[SELECTED EXCERPT]:
It is possible that on your BSP, something bad is happening to the LMIC's idea of time -- however, that wouldn't account for the missing text between 1511 and 1512.

In addition, by the way, you have an error in your do_send(). There are three paths in the if clauses; only one calls LMIC_setTxData2(). That means that if either of the other two paths are taken, the data won't be sent -- and that means you won't ever send again. The easy fix is to set DataTxError = 1 on the other two paths; that will at least result in a printout if it fails rather than printing

do_send finished
Tx result:0

suggesting that the sent was scheduled, even though it was not.

The opmode=0x108 printout is consistent with the LMIC waiting for channel bandwidth to become available (according to the duty cycle policy). If the clock is screwed up, it could wait approximately forever.

[EXERCISE INPUTS]:
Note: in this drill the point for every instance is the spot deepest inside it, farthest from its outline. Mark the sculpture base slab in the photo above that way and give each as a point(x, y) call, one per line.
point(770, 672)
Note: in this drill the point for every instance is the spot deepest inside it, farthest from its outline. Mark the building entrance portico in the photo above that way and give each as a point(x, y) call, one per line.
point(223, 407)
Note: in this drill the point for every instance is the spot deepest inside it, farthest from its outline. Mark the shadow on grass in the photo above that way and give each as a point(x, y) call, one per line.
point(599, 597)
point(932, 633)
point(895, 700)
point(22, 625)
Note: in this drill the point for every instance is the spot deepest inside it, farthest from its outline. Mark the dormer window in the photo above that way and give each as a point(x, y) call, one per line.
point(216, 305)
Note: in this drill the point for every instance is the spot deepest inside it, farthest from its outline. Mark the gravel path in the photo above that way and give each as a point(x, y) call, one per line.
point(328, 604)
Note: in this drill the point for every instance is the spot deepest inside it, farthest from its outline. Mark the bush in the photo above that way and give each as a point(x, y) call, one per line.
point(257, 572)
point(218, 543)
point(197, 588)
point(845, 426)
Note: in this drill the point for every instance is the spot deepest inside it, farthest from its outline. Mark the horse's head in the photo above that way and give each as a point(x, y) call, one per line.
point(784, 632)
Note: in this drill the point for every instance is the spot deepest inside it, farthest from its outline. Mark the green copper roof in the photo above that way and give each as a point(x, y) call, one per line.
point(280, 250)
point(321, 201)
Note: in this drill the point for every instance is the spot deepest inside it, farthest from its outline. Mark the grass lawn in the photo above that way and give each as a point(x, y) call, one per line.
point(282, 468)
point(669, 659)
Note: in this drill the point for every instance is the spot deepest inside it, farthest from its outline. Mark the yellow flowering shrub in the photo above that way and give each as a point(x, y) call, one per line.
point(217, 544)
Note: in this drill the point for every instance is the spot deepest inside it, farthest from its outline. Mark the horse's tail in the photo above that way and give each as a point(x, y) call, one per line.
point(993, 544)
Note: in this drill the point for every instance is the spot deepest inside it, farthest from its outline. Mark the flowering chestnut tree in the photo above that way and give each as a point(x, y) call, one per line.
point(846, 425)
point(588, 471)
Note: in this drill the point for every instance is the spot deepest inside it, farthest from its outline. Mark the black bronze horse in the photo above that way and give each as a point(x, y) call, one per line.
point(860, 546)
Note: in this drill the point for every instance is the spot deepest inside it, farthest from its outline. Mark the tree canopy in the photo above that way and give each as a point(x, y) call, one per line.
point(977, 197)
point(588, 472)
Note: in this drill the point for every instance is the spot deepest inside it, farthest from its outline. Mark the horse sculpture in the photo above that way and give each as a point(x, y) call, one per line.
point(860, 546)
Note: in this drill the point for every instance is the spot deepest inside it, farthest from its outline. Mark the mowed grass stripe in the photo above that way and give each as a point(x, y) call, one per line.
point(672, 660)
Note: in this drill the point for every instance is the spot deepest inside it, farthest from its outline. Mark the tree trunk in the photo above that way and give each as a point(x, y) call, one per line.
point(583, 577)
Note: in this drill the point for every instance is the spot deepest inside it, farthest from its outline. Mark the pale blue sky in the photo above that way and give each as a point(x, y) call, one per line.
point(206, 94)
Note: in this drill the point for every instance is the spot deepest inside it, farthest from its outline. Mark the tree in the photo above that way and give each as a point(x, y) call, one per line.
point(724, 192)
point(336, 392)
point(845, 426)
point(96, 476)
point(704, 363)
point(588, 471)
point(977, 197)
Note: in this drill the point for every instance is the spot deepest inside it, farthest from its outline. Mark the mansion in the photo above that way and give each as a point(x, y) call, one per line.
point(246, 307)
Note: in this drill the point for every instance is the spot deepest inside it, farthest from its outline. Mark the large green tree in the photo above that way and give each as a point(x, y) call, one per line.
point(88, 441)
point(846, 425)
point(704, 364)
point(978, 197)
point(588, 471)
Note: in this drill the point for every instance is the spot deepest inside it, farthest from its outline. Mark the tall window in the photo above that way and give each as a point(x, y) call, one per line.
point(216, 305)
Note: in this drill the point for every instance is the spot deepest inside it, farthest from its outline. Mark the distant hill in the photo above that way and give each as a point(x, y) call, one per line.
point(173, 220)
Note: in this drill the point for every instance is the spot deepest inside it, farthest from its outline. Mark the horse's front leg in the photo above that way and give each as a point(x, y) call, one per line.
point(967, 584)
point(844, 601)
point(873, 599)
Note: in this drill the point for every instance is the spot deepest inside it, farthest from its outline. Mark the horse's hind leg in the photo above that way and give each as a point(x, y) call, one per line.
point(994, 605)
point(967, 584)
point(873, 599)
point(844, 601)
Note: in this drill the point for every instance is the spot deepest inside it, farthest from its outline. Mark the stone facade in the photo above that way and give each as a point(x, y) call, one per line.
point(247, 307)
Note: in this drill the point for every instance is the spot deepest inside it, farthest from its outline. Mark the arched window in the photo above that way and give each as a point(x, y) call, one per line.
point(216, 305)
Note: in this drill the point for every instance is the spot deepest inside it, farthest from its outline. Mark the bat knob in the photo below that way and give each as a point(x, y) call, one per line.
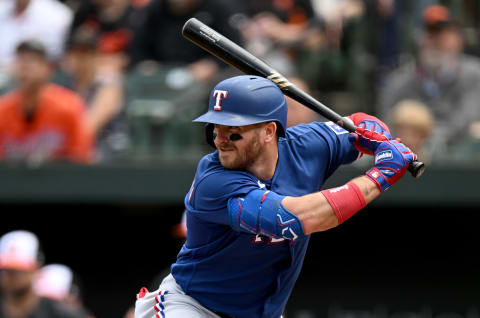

[EXERCISE SET]:
[1] In the LMIC forum reply, why does the error in do_send() mean data may never be sent again? Answer in one to three sentences.
[2] Copy the rows, from the line with "Mark the dormer" up to and including the line with "point(328, 604)".

[SOLUTIONS FOR EACH TASK]:
[1] Only one of the three paths in the if clauses calls LMIC_setTxData2(). If either of the other two paths is taken, the data isn't sent, and after that nothing will ever be sent again.

[2]
Note: in this drill the point for every instance is the spot deepest inside it, farthest from its outline. Mark the dormer window in the photo above that way and give each as a point(x, y) call, one per line.
point(216, 305)
Note: in this drill the point for every instance is the spot deepest inside it, farthest from its outline. Mark the gravel path in the photo above that way and give each as a point(x, y) call, one per line.
point(328, 604)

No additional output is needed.